■ What you have to do ■
Exactly the lines from the first line of the records to the line holding "Return the segmentation of every instance of the person" should be duplicated, and nothing more; pictures stay out.

+-------+

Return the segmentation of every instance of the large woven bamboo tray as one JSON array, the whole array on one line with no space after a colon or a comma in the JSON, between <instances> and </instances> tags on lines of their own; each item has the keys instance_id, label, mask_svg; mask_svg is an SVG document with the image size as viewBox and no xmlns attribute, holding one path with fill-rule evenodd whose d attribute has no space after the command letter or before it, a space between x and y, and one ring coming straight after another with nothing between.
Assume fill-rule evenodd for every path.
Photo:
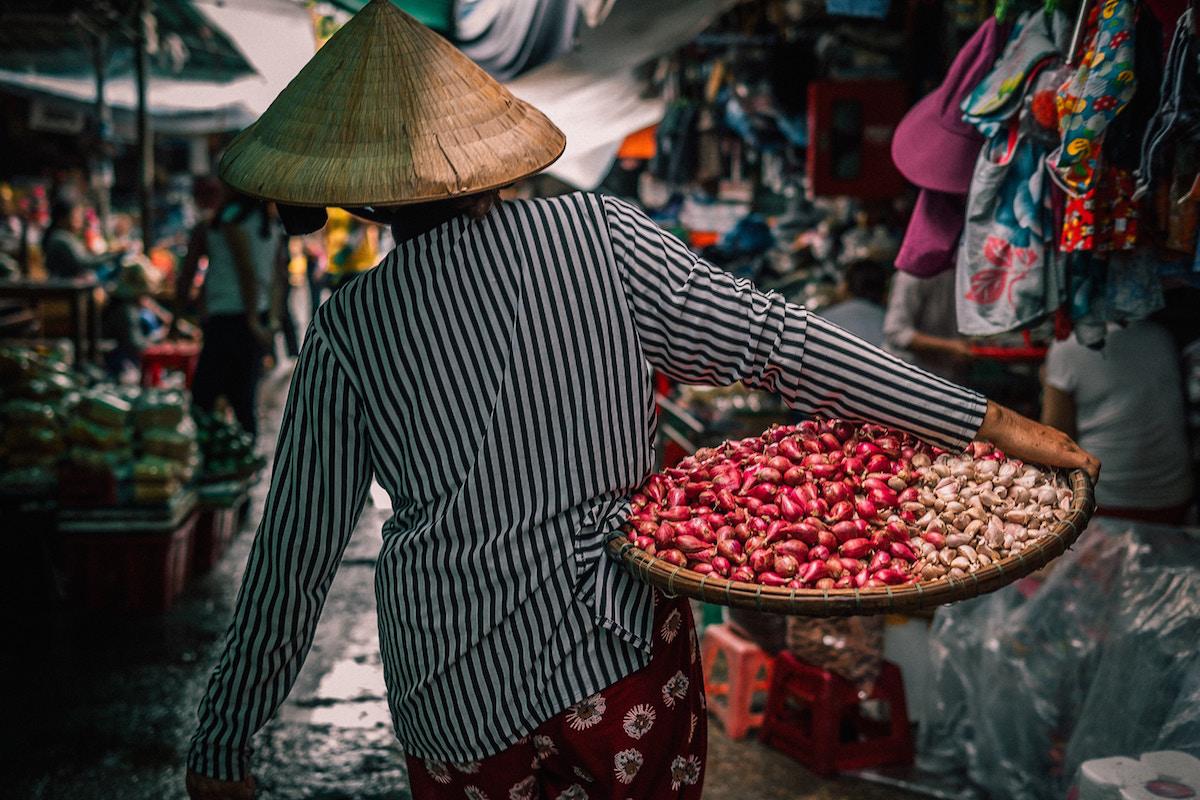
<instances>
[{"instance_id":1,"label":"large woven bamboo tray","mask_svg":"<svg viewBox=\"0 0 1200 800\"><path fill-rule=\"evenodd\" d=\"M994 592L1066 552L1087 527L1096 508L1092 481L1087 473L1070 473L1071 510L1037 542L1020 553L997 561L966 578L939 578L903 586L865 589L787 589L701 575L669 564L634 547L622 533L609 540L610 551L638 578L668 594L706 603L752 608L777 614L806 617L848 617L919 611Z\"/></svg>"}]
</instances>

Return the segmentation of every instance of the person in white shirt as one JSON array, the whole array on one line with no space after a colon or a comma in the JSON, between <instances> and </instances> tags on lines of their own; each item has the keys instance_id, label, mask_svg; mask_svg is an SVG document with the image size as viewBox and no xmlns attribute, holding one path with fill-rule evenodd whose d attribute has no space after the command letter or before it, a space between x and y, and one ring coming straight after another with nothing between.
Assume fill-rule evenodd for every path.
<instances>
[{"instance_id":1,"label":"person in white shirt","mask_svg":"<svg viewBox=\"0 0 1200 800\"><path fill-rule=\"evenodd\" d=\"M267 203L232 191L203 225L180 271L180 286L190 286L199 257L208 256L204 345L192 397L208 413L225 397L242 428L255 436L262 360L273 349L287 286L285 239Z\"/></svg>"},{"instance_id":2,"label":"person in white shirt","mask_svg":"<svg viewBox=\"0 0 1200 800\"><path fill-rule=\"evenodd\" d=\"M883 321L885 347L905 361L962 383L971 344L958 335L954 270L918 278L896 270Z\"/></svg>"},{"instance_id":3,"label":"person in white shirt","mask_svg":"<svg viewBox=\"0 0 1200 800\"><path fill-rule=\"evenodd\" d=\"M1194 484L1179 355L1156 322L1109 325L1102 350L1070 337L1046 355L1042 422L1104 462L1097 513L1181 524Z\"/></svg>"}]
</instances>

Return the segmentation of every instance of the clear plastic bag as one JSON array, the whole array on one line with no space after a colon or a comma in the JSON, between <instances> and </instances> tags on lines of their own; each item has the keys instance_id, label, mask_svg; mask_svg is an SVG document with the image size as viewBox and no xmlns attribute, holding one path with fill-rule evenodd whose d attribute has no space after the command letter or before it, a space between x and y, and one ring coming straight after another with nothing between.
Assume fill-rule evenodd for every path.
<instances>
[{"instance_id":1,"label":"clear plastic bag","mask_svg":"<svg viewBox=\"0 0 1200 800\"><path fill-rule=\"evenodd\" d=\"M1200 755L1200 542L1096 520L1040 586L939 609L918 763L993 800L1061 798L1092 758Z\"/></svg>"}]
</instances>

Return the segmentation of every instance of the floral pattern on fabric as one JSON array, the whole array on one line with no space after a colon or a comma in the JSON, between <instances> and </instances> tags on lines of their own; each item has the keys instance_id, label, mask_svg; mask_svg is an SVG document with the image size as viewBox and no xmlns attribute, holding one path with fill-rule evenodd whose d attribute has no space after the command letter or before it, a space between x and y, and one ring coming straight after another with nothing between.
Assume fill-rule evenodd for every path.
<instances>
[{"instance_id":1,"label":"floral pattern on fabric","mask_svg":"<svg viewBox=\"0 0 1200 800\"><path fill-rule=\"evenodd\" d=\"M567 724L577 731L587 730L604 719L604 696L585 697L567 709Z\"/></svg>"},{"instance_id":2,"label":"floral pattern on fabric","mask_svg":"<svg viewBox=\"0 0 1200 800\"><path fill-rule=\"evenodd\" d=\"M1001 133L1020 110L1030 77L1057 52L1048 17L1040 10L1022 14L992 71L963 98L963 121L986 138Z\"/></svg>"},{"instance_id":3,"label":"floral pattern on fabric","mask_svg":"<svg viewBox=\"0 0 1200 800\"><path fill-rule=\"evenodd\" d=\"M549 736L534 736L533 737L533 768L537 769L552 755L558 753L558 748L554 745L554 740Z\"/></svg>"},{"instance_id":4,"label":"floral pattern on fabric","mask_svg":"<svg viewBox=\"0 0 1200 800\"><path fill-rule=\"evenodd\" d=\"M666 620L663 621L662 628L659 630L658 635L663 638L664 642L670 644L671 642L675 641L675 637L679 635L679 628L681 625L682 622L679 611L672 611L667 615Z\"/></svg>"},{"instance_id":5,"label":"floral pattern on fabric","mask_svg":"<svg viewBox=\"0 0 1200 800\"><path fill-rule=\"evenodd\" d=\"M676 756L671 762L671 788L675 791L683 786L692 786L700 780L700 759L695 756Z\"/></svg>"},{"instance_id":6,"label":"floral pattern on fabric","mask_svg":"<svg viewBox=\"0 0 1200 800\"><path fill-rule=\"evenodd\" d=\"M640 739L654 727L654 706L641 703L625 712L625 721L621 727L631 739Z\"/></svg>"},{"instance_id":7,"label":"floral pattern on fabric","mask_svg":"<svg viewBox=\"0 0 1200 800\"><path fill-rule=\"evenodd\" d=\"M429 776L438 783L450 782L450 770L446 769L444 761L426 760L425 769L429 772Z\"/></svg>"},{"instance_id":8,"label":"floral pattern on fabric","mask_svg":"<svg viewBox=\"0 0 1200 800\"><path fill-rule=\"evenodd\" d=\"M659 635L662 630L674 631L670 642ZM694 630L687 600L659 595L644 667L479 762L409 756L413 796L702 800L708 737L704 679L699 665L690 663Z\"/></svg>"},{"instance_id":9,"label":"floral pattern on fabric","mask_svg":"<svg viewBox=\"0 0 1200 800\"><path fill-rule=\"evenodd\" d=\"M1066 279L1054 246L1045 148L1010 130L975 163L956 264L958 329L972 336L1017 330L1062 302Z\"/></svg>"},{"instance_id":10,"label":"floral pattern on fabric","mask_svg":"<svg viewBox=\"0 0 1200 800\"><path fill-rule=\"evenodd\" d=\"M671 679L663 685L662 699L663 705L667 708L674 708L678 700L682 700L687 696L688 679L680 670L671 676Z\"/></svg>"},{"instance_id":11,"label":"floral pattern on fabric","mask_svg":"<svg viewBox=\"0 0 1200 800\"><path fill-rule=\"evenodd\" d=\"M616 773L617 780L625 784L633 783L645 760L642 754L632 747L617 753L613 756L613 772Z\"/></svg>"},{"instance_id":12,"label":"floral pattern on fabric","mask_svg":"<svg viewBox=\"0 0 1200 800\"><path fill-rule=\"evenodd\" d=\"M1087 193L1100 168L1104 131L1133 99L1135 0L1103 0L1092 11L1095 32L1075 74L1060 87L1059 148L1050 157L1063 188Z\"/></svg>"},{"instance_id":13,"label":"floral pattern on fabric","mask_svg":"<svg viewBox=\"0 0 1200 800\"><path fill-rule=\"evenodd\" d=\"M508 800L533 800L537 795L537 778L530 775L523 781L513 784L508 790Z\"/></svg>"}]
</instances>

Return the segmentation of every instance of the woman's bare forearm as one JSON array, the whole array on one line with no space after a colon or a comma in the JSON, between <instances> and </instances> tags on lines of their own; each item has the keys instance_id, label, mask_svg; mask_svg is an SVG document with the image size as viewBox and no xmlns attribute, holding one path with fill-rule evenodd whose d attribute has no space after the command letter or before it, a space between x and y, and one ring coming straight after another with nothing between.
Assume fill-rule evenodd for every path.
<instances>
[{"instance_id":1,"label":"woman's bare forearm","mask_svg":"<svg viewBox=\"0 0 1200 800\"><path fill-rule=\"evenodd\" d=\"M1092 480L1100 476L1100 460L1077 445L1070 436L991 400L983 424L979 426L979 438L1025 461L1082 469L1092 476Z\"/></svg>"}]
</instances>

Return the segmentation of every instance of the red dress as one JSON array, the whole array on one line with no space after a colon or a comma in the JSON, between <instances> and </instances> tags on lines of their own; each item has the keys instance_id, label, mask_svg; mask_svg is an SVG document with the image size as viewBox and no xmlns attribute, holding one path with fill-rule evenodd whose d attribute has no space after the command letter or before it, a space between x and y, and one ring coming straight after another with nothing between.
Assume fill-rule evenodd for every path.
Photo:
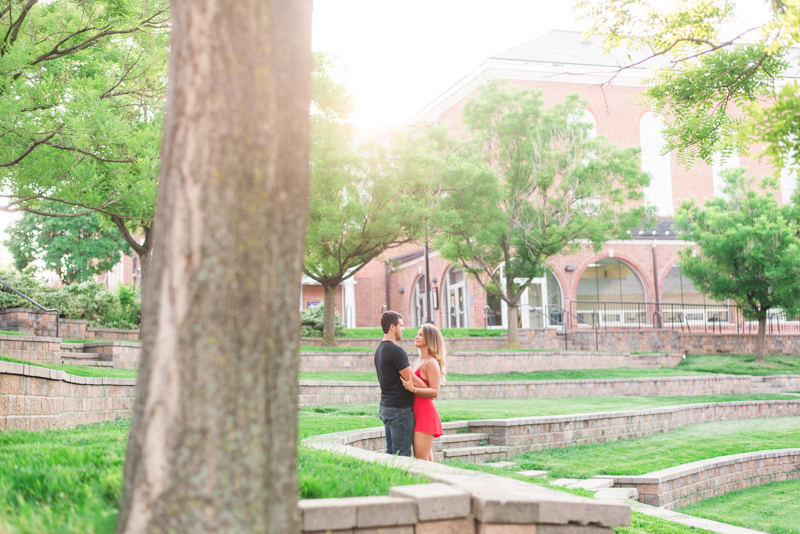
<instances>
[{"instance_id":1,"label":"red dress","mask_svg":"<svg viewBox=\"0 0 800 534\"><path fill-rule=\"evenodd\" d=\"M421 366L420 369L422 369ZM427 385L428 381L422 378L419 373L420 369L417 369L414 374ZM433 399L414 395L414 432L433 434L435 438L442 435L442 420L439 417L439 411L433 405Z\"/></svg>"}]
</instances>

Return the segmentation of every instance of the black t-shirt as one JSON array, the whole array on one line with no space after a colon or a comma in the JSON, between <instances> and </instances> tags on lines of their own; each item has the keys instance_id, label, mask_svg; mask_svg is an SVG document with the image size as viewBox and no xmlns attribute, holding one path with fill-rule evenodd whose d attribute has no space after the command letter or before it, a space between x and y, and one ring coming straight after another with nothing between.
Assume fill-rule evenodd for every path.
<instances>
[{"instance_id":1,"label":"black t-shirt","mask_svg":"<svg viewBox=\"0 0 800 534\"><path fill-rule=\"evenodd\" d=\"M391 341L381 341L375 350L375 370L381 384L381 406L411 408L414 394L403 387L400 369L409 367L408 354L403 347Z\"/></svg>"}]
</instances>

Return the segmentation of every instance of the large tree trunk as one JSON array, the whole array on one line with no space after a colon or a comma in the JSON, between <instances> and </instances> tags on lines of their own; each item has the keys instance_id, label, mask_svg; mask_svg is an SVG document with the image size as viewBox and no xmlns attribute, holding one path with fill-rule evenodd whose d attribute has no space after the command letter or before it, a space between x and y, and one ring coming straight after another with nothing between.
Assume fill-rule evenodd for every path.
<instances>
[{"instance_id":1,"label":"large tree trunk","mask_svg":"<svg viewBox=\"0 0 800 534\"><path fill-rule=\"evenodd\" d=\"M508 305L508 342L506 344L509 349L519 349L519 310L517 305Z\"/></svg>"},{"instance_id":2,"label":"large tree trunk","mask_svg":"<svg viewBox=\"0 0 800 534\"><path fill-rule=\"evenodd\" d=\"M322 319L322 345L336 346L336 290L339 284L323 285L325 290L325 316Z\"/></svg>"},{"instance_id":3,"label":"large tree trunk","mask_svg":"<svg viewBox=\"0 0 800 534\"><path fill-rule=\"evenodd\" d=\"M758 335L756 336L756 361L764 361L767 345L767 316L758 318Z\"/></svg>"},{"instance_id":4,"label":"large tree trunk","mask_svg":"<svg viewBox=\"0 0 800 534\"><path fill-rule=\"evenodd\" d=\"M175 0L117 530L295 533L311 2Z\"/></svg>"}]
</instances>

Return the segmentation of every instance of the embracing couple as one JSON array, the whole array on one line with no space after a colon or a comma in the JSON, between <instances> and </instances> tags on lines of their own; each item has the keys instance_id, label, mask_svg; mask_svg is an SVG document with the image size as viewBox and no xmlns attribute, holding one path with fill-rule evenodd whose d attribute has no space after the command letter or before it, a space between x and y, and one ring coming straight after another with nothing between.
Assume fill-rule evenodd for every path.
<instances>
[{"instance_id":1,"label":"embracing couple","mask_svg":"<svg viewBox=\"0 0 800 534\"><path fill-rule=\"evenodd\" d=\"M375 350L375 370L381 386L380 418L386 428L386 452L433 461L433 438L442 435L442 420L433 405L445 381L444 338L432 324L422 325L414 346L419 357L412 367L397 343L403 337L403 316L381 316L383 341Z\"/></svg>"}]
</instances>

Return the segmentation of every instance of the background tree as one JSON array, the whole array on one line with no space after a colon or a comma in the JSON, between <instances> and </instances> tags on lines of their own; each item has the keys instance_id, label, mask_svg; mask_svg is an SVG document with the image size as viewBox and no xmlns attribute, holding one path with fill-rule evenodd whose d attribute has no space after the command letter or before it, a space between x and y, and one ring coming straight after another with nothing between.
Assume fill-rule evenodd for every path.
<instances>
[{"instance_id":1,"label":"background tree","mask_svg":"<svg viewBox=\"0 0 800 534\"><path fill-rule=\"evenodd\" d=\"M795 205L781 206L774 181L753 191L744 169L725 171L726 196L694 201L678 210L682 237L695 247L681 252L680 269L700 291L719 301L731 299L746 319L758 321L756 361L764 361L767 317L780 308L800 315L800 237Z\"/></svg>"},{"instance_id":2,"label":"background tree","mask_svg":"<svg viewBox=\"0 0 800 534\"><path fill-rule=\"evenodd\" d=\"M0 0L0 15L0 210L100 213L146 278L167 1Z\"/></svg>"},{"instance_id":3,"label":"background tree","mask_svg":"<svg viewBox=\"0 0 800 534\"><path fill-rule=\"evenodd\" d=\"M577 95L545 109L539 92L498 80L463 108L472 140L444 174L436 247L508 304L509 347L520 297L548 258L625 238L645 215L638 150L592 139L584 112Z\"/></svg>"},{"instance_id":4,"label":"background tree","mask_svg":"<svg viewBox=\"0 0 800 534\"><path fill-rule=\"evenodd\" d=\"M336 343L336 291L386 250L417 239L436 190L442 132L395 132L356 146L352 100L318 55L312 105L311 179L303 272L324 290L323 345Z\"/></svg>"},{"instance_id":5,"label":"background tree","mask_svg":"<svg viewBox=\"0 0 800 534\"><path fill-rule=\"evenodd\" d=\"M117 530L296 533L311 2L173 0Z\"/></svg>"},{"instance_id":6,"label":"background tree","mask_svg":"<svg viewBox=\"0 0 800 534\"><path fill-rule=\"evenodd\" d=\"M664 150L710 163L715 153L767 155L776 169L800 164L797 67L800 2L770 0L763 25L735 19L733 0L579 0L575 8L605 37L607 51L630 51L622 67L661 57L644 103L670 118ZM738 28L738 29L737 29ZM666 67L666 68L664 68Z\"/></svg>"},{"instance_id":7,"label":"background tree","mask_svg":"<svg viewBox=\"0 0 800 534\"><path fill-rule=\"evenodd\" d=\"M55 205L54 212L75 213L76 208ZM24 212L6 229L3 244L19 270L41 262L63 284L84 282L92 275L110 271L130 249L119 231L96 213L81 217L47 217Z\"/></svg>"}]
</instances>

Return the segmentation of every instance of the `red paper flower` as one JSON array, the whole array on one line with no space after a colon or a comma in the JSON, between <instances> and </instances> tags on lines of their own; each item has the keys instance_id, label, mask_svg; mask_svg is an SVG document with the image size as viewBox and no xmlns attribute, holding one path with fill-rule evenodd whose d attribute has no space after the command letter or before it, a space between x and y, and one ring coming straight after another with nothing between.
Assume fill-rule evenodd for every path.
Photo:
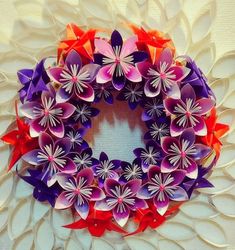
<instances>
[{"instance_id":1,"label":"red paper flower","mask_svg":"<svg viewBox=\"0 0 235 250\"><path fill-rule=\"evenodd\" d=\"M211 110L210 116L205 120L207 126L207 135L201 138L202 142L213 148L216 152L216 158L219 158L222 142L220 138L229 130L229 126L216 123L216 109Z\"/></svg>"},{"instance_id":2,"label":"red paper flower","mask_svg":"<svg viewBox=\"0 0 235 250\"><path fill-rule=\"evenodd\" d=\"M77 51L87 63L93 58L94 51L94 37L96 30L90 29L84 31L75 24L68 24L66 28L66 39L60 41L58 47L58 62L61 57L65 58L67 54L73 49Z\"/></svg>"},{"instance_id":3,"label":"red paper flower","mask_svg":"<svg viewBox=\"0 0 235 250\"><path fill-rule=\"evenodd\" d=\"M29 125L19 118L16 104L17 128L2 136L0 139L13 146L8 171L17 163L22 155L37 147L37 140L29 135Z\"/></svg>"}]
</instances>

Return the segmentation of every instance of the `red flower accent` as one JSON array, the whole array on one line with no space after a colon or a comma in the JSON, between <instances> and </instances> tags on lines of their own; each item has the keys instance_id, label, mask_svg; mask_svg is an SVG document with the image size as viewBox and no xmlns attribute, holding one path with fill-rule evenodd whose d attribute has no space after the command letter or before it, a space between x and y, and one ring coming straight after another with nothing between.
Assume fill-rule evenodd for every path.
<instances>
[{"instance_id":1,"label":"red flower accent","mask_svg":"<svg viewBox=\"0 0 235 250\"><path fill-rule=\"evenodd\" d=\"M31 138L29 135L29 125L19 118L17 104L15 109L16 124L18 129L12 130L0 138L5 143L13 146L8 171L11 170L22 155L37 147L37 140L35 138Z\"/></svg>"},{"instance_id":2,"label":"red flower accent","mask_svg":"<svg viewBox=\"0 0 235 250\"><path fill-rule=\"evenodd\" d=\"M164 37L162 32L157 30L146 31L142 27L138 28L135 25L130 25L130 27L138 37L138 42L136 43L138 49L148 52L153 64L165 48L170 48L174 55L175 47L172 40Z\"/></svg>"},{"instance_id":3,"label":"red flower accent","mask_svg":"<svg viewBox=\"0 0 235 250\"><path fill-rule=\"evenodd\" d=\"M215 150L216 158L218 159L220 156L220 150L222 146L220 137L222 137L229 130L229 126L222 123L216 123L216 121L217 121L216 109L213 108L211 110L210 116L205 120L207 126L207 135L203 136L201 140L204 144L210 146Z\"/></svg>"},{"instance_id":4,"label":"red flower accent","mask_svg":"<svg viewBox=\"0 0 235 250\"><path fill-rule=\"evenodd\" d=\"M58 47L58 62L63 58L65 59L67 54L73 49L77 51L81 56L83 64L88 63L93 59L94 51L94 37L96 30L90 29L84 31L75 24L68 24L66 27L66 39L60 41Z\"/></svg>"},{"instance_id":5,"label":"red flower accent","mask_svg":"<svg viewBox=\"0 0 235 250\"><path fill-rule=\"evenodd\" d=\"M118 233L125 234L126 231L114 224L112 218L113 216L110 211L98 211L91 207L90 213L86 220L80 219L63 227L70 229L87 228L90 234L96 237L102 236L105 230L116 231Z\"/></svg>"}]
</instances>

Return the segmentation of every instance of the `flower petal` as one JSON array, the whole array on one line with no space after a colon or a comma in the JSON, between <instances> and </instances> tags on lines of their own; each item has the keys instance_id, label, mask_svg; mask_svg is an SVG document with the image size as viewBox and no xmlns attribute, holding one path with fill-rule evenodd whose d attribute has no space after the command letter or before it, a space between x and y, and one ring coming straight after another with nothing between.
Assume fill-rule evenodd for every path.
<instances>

+-------+

■ Exercise answer ■
Return the segmentation of every instance of the large woven bamboo tray as one JSON array, the whole array on one line with no space after a colon or a comma in the JSON, between <instances> and </instances> tags on lines of their own; each item has the keys instance_id, label, mask_svg; mask_svg is an SVG document with the image size as viewBox and no xmlns attribute, holding one path with fill-rule evenodd whose d attribute has no space after the command letter or before it, a space between x and y, and one ring coming straight after another with nothing between.
Assume fill-rule evenodd for every path.
Photo:
<instances>
[{"instance_id":1,"label":"large woven bamboo tray","mask_svg":"<svg viewBox=\"0 0 1200 800\"><path fill-rule=\"evenodd\" d=\"M994 592L1066 552L1087 527L1096 508L1092 481L1087 473L1070 473L1071 510L1037 542L1020 553L997 561L966 578L939 578L903 586L865 589L787 589L701 575L669 564L634 547L622 533L609 540L610 551L638 578L668 594L706 603L752 608L777 614L806 617L848 617L919 611Z\"/></svg>"}]
</instances>

Return the segmentation of every instance of the person in white shirt as one JSON array, the whole array on one line with no space after a colon or a comma in the JSON, between <instances> and </instances> tags on lines of their own; each item has the keys instance_id, label, mask_svg; mask_svg is an SVG document with the image size as viewBox and no xmlns attribute, holding one path with fill-rule evenodd whose d attribute has no space after the command letter or before it, a space between x and y, and one ring coming straight after another with nothing between.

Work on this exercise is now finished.